Saved data
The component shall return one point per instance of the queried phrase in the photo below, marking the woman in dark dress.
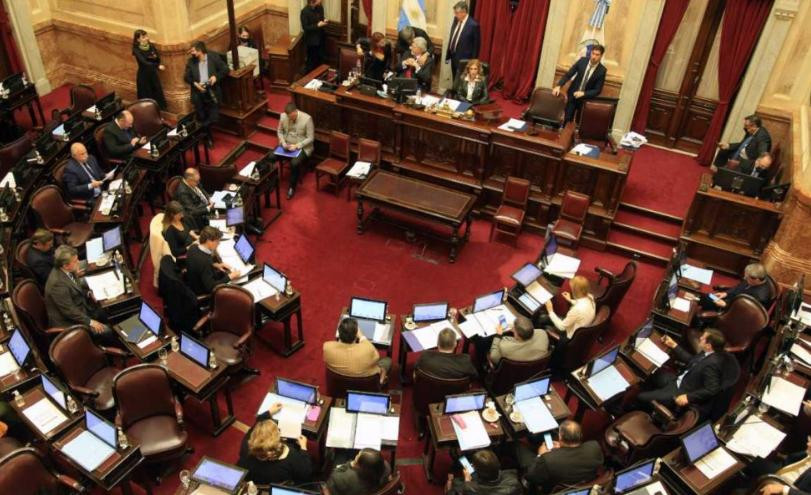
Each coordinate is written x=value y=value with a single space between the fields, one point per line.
x=149 y=63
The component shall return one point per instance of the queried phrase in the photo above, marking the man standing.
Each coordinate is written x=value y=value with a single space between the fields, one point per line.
x=204 y=74
x=465 y=37
x=296 y=132
x=587 y=76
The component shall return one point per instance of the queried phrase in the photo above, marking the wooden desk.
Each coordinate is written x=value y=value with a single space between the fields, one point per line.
x=419 y=199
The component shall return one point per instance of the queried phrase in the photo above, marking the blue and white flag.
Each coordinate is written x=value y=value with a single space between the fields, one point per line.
x=412 y=13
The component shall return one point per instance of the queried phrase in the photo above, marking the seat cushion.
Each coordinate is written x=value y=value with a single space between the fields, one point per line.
x=158 y=436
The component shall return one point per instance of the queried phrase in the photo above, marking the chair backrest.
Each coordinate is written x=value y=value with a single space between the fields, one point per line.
x=76 y=356
x=338 y=384
x=369 y=151
x=51 y=207
x=146 y=115
x=142 y=391
x=429 y=389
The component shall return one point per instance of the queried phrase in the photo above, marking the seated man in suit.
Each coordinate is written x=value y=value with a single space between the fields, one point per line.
x=204 y=269
x=700 y=380
x=39 y=257
x=353 y=355
x=119 y=137
x=83 y=178
x=756 y=140
x=443 y=362
x=570 y=461
x=195 y=200
x=68 y=300
x=587 y=76
x=754 y=284
x=527 y=344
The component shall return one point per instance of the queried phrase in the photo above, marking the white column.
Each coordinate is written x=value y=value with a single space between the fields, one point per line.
x=629 y=94
x=761 y=65
x=20 y=15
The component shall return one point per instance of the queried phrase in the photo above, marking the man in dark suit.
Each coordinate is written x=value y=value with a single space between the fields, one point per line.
x=570 y=461
x=83 y=178
x=756 y=140
x=464 y=39
x=204 y=74
x=587 y=76
x=119 y=138
x=204 y=270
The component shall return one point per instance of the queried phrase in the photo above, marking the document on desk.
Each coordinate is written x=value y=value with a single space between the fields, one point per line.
x=44 y=415
x=784 y=395
x=88 y=450
x=756 y=438
x=473 y=435
x=536 y=415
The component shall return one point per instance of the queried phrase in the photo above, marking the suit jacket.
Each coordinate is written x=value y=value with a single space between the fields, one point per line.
x=76 y=180
x=66 y=301
x=567 y=465
x=201 y=275
x=593 y=86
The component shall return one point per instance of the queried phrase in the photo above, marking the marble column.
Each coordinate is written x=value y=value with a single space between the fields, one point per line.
x=635 y=75
x=761 y=65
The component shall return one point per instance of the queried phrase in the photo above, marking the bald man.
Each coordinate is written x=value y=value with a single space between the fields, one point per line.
x=83 y=178
x=119 y=137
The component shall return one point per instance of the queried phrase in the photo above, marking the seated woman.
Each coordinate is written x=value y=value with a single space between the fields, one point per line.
x=269 y=459
x=365 y=474
x=376 y=53
x=471 y=86
x=419 y=64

[DIRECTIONS FOR THIS TASK]
Update all of the records above by replacing each "single space" with "single tab" and leaving everything else as it is. Omit the pictures from your answer.

[CORRECT ANSWER]
The component shall return one point per instance of the queried phrase in the photo below, marking the woman in dark dress.
Each coordinate is written x=value y=value with a single tab between the fields, one point per line.
x=149 y=63
The component shall return one point per instance of the queried phrase in the photo above, marking the man standing.
Each coordinate is written x=value y=value with a single tab between the fields, one point per line.
x=204 y=74
x=465 y=37
x=296 y=132
x=587 y=76
The component shall return one point per instance of the queried phrase in the photo above, marking the wooden desk.
Each coordinate is written x=value y=value with a single tab between the fields, one point per line.
x=419 y=199
The component shall return one point per instance of the queried phrase in the photo above, marking the blue and white flag.
Each coordinate is written x=value y=value with a single tab between the fields, one point per line.
x=412 y=13
The component shall return one point per instance of the queried phrase in the photo above, marking the seat cushion.
Each coordinate is written x=value y=value with a single tab between the fields, one point per line.
x=158 y=436
The component shall return one point per instance of the queried phrase in the photo above, marking the chair backrest.
Each coordinate is written x=value y=value with a single tab between the fields, one point per line.
x=76 y=356
x=338 y=384
x=369 y=151
x=51 y=207
x=146 y=115
x=142 y=391
x=429 y=389
The component shall return one point per instance of the queried phrase in the photo above, marking the seated man in suit.
Each coordinate is written x=value y=value with a single tab between the fields, one point per line.
x=204 y=269
x=700 y=380
x=39 y=257
x=353 y=355
x=119 y=137
x=83 y=178
x=756 y=140
x=443 y=362
x=570 y=461
x=195 y=200
x=68 y=300
x=587 y=76
x=754 y=284
x=527 y=344
The component shall return one point per instance of the queried phrase in the photo above, marking the white column.
Each coordinate is written x=value y=value with a single tab between the fields, one point per line.
x=629 y=94
x=761 y=65
x=20 y=15
The component shall return one point per instance of the queried phrase in the photo above, marking the man in dark suit.
Each coordinate is written x=value y=value with a single tab between the fields, one point per line.
x=570 y=461
x=83 y=178
x=756 y=140
x=464 y=39
x=204 y=74
x=587 y=76
x=119 y=138
x=204 y=270
The component shall return one point per instance of the queried phrase in the photo above, marking the document on desk.
Each coordinate is written x=value y=value with a single tab between the fields, one point per line.
x=44 y=415
x=784 y=395
x=88 y=450
x=756 y=438
x=473 y=435
x=536 y=415
The component shall return one point per instance of the queried phrase in the photo above, marking the suit jacket.
Each coordinate is written x=value y=value with a single tab between the fields, one point per line.
x=76 y=180
x=66 y=301
x=567 y=465
x=201 y=275
x=593 y=86
The component shall return one point per instance of the queried phrase in the photo above, marking the marble column.
Each coordinate is written x=value y=value with a single tab between the fields, one point per line.
x=635 y=75
x=761 y=65
The component shall return one point per instance of the queried phrase in the photo above, marking the bald man.
Each coordinate is written x=value y=value with a single tab between the fields, one point per line.
x=83 y=178
x=119 y=137
The component shall return one point per instance of the queried phrase in the photo above, marking the seated woman.
Each coordinate is written x=value y=value with a single tab between the fields, one point per line.
x=269 y=459
x=365 y=474
x=376 y=53
x=471 y=86
x=419 y=64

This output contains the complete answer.